→ **Selected extract**:
I read an article today: Under Pressure: Are girls facing too much?" Okay fine, I know it's MSNBC, I know it's the Associated Press, but contrary to what BK thinks, sometimes the mainstream media does publish stories that are valid and worth consideration. And the article explained in words that I have never been able to find, exactly what went through my head when I was in high school.

The article is all about the expectations that are placed on teen girls. These days, girls are expected to be pretty, skinny, outgoing and polite, fashionable, and they are expected to be able to attract boys effortlessly. They are expected to perform well in school, as well as sports and other extracurricular activities. They're expected to be an individual but still fit in. They are told that they should be delicate and strong at the same time.

→ **Collected material**:
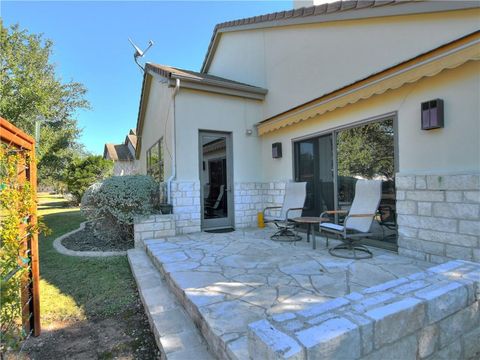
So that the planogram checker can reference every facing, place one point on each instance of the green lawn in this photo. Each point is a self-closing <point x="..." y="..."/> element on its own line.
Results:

→ **Direction A**: Rewrite the paragraph of the teen girls excerpt that begins "The article is all about" as a short bulleted list, keeping its main facts.
→ **Direction B**: Decide whether each statement agrees with the teen girls excerpt, answering yes or no and quoting the deciding words: (i) The article the writer read came from MSNBC. (ii) The article described what went through the writer's head in college. (iii) Girls are expected to perform well only in school.
→ **Direction C**: Continue the excerpt about the pressures on teen girls, starting after its last sentence.
The data has no connection to the text about pressure on teen girls.

→ **Output A**:
The article covers the expectations placed on teen girls, who are expected to:
- be pretty, skinny, outgoing, polite and fashionable
- attract boys effortlessly
- perform well in school, sports and other extracurricular activities
- be an individual while still fitting in
- be delicate and strong at the same time

→ **Output B**:
(i) Yes: "I know it's MSNBC"
(ii) No: "exactly what went through my head when I was in high school"
(iii) No: "They are expected to perform well in school, as well as sports and other extracurricular activities."

→ **Output C**:
And then I read another article: Positive Parenting: Get past teen stereotypes. It's all about how parents think of teens as incomplete adults. They think that teens are "missing" something and need to be "fixed". They focus on what their kids aren't doing instead of the positive things that they are doing. An example is, my kid is a good kid because he doesn't do drugs, because he doesn't hang out with bad kids, because he doesn't start fights. When it should be, my kid is a good kid because he is empathetic, because he wants to help others, because he has strong morals. Parents always hear about their kids should be avoiding, but not necessarily about what they should be doing in order to transition into healthy, confident adults. They focus on achievements in school, work or extracurricular activities, rather than on personal achievements like making a new friend or learning something new about themselves.

I want to show these articles to my mother. I want her to understand why I acted the way I did in high school, why I felt the way I did, but mostly, I want her to understand that she didn't understand me. She always assumed that I slacked off because I was a typical teen, that I was being defiant. The truth is, back in high school, life scared the piss out of me. School was overwhelming. I hated myself. I felt like I had to accomplish so much, and that I couldn't possibly do it all at once, so I just stopped trying. Most of the time I was overcome by a crushing sense of guilt. I might finish this entry later, BK is on his way home.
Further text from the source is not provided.